## INFORMATION SUPPLIED
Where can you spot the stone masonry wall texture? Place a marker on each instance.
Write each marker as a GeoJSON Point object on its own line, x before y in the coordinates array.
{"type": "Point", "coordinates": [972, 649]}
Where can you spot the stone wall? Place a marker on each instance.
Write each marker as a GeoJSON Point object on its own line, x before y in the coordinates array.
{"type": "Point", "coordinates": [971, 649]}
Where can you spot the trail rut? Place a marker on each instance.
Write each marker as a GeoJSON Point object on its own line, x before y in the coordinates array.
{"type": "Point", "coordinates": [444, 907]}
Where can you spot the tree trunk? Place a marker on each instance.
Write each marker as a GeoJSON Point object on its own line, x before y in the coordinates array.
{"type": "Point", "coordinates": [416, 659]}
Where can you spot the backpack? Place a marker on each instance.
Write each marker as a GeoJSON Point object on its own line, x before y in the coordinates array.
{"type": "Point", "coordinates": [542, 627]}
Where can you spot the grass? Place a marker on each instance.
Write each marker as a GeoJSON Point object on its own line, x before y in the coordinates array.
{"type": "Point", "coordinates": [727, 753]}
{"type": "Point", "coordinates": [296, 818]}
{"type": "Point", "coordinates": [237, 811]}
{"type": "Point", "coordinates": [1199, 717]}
==
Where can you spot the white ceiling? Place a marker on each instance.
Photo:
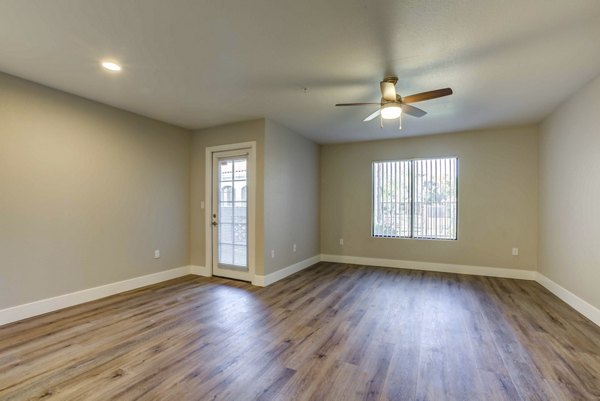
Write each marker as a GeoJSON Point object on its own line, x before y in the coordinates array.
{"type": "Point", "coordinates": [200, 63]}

## EXERCISE DIRECTIONS
Extract each line of the data above that contains the string "stone". Matching is case-sensitive.

## OUTPUT FOR THIS EXERCISE
Where can you spot the stone masonry wall texture? Place a marker on each instance.
Where can you spot the stone wall? Place a marker on each instance.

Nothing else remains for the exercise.